**Dataset entries**:
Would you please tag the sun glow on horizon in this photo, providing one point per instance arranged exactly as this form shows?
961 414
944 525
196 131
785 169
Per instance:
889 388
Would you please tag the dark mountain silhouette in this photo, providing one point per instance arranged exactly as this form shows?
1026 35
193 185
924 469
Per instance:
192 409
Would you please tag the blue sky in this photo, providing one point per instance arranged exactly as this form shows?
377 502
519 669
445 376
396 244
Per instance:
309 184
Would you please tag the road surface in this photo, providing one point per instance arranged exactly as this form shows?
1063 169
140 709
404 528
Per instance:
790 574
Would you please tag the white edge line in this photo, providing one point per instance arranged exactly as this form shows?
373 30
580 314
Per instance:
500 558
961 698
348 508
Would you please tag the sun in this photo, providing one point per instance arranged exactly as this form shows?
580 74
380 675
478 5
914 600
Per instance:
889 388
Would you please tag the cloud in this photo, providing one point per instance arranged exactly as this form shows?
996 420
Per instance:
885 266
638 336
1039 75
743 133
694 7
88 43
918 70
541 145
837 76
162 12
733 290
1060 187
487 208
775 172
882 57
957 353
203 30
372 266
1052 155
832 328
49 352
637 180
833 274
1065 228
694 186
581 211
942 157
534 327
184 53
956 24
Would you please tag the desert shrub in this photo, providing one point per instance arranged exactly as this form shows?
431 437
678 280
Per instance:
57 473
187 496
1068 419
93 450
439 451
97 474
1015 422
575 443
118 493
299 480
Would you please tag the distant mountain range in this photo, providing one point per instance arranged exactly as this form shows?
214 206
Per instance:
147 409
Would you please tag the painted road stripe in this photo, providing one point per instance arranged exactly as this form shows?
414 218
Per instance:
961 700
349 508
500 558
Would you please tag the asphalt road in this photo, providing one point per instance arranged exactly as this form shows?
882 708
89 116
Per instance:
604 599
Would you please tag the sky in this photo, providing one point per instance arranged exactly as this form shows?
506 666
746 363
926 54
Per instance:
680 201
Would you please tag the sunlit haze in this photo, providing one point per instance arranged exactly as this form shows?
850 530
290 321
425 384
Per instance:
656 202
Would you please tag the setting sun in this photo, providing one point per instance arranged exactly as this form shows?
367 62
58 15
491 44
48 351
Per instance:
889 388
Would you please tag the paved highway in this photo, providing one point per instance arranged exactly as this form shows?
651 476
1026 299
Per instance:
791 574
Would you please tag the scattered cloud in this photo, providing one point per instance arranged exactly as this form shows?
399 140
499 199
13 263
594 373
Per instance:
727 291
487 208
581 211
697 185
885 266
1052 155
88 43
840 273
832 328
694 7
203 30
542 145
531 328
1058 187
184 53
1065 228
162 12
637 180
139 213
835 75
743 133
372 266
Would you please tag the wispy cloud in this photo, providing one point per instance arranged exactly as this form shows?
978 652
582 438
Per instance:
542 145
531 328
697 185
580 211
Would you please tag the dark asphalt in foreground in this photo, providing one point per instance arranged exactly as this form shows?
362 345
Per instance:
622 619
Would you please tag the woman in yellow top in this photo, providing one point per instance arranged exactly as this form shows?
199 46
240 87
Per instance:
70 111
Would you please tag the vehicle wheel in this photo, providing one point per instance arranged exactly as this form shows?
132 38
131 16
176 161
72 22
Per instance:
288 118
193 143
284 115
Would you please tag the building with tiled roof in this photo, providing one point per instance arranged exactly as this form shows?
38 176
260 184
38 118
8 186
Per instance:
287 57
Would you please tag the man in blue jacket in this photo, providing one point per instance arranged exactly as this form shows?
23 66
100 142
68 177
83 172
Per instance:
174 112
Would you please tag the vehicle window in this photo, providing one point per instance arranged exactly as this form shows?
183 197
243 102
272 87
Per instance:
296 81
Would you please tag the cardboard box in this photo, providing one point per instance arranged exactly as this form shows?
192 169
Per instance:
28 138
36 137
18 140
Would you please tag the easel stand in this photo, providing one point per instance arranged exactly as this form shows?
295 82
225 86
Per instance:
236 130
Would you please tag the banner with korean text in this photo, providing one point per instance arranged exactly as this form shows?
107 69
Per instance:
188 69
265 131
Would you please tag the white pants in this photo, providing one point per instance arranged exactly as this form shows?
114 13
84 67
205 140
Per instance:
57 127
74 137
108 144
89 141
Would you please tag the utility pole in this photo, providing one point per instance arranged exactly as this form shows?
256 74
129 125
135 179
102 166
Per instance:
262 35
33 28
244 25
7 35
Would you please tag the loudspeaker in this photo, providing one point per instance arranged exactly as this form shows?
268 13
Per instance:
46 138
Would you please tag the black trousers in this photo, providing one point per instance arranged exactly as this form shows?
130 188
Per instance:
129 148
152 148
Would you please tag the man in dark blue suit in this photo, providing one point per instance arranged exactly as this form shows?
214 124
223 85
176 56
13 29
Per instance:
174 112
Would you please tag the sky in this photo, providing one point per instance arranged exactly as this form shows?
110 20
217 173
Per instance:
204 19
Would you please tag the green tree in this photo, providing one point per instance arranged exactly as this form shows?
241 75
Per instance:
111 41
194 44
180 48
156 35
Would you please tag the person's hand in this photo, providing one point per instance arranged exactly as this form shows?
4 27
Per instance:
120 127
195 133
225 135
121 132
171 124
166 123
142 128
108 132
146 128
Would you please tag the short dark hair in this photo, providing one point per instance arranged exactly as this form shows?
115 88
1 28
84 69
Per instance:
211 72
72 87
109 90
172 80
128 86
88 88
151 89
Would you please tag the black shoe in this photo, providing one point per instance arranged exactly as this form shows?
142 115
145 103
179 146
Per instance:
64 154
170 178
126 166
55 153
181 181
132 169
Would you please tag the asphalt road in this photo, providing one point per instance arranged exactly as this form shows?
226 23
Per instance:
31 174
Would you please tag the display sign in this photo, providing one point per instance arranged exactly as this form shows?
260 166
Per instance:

**The task**: In the lines above, find the word "white" and copy each line that contains it.

**Answer box**:
Would you please tag the white edge line in this photo, providing one point per instance arranged exactly as this form shows?
Would you please tag the white pants in this photo, providing one point per instance arranged exactly as this form shows?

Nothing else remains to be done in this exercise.